| Short exercise a |
Filter the records below, copying every line that contains the string "jersey". Case counts.

# R32 VSPEC 2 Detailed by myself



## nw99 (Apr 5, 2009)

Detailed in my spare time today.


----------



## danxs (Jan 20, 2009)

looking nice, i think i want a remote filter for mine. my inlet manifold plenum is all flakey, asking to be painted or polished lol


----------



## Euroexports (Dec 14, 2011)

nice work mate looks stunning. what did you use on the engine bay?


----------



## nw99 (Apr 5, 2009)

euroexports said:


> nice work mate looks stunning. what did you use on the engine bay?


Thank you actually I did not use anything , the car was in a collection so it came to me like that. The previous owner had kept it indoors so it it is spotless.


----------



## bpm32 (Jul 27, 2007)

Spotless BNR32! Engine is super clean. Were the covers painted by you?


----------



## Fuel Performance (Aug 31, 2010)

Looks Great!


----------



## torra (Mar 11, 2008)

Very clean white r32 you got there..
makes me want to get mine back...been too long:bowdown1:


----------



## nw99 (Apr 5, 2009)

bpm32 said:


> Spotless BNR32! Engine is super clean. Were the covers painted by you?


Thanks , no that is how it came to me , as I might have mentioned it has only done 36,000 miles and had been in a collection for a long time .


----------



## B4RXO (Jan 19, 2013)

looks mint mate!


----------



## nw99 (Apr 5, 2009)

Thanks taken a long time to get it like this , almost concours now


----------



## LiamGTR (Nov 26, 2006)

Where's the snow!?

And do you use this car much?


----------



## nw99 (Apr 5, 2009)

LiamGTR said:


> Where's the snow!?
> 
> And do you use this car much?


Only goes out in the dry otherwise in a heated garage


----------



## DINGER B (Jul 8, 2012)

Stunning looking 32 you have there mate.... Very nice.


----------



## nw99 (Apr 5, 2009)

DINGER B said:


> Stunning looking 32 you have there mate.... Very nice.


Thank You


----------

| Short exercise b |
Decide whether each statement agrees with the R32 thread, answering yes or no and quoting the deciding words: (i) nw99 used a cleaning product on the engine bay. (ii) The car has only done 36,000 miles. (iii) The car is taken out in wet weather.

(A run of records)

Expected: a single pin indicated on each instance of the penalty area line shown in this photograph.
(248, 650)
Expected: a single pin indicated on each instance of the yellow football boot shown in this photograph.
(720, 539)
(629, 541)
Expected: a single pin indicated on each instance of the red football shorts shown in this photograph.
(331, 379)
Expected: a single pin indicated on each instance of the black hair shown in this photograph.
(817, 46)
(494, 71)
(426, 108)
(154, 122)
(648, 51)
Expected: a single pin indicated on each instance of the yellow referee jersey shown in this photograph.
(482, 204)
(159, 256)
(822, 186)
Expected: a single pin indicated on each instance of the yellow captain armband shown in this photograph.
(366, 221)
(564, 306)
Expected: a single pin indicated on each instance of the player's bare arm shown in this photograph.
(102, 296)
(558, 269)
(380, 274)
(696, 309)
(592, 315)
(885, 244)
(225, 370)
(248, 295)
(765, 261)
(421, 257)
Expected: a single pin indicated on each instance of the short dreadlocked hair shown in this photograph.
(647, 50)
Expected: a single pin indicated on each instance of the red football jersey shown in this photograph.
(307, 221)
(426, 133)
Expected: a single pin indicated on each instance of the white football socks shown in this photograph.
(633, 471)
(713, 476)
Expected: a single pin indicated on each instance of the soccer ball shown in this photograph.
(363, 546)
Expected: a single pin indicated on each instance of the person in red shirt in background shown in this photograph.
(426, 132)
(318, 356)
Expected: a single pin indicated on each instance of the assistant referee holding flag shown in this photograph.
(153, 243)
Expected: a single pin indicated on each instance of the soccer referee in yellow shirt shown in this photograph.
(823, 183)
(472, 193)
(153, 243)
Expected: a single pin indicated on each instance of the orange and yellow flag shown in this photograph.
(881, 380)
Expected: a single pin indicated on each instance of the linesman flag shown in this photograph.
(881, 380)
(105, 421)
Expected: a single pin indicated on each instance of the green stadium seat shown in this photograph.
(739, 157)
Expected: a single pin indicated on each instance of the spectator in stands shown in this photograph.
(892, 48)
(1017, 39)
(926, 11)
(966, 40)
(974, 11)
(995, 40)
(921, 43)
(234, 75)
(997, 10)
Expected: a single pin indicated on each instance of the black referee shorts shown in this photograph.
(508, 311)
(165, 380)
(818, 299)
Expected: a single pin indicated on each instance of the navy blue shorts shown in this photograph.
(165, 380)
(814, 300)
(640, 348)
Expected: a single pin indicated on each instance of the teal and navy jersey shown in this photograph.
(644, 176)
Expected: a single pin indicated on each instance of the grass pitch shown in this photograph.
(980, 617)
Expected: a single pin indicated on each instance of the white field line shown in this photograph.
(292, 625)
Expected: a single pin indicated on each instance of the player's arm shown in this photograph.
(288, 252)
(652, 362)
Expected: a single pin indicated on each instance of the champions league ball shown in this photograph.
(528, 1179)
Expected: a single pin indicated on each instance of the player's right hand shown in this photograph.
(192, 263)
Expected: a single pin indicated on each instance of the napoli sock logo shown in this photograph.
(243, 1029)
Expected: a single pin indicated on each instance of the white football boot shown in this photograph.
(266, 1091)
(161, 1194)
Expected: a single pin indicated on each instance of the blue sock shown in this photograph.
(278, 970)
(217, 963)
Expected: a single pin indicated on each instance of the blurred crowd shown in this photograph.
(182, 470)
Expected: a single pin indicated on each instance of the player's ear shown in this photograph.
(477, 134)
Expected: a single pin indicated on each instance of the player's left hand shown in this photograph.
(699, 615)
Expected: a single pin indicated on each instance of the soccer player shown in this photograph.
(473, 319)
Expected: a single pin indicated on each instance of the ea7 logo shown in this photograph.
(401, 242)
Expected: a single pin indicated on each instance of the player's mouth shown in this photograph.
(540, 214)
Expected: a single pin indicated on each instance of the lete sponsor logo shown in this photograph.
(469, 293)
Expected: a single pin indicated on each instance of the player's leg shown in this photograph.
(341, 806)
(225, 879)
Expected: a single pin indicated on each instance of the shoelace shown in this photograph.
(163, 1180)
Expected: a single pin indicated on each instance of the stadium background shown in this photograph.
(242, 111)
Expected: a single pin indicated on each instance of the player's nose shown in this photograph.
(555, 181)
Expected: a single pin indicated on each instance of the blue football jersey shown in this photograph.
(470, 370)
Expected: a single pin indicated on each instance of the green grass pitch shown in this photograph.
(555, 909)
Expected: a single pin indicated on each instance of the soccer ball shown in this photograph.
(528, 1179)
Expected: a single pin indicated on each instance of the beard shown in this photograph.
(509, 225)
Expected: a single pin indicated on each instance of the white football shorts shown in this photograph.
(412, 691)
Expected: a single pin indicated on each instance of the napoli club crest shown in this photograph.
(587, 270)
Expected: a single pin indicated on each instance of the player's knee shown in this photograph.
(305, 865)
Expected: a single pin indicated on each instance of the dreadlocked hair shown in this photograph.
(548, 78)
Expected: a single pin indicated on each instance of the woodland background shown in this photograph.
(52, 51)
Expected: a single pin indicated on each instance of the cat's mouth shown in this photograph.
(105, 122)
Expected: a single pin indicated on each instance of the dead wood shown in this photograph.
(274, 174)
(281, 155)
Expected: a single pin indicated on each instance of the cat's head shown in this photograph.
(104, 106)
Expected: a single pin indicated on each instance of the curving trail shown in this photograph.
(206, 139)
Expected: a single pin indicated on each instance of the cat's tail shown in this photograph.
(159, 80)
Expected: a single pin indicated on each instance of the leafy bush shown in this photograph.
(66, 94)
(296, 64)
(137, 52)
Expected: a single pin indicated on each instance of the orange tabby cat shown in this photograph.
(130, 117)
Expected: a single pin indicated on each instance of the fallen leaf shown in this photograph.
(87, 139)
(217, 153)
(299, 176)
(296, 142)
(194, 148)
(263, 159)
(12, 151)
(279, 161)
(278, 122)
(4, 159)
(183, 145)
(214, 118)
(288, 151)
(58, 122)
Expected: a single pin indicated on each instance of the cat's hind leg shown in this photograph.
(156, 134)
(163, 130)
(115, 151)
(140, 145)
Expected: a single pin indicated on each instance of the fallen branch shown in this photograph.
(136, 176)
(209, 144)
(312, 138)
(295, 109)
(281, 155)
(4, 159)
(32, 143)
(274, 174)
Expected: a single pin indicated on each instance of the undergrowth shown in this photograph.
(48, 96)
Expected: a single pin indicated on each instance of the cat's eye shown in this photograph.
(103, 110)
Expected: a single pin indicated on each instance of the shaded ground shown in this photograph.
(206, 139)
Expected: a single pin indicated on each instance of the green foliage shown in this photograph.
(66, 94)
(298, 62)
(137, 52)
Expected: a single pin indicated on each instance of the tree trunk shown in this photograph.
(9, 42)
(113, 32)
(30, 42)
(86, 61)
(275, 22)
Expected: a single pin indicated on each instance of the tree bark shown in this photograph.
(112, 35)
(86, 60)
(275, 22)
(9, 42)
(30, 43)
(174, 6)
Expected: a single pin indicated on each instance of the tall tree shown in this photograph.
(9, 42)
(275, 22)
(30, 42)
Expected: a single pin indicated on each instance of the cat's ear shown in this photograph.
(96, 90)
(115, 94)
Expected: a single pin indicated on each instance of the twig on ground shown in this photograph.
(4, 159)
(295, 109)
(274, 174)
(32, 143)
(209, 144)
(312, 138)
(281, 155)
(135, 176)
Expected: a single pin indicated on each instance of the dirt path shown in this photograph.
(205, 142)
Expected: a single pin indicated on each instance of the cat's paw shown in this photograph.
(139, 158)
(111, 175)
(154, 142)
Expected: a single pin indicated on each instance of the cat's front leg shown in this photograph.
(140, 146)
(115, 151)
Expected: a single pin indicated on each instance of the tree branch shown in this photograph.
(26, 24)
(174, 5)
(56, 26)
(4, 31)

| Finished answer a |
Expected: a single pin indicated on each instance of the yellow referee jersey shown in this photograph.
Expected: a single pin indicated on each instance of the red football jersey shown in this photograph.
Expected: a single pin indicated on each instance of the teal and navy jersey shown in this photograph.
Expected: a single pin indicated on each instance of the blue football jersey shown in this photograph.

| Finished answer b |
(i) No: "actually I did not use anything"
(ii) Yes: "it has only done 36,000 miles"
(iii) No: "Only goes out in the dry otherwise in a heated garage"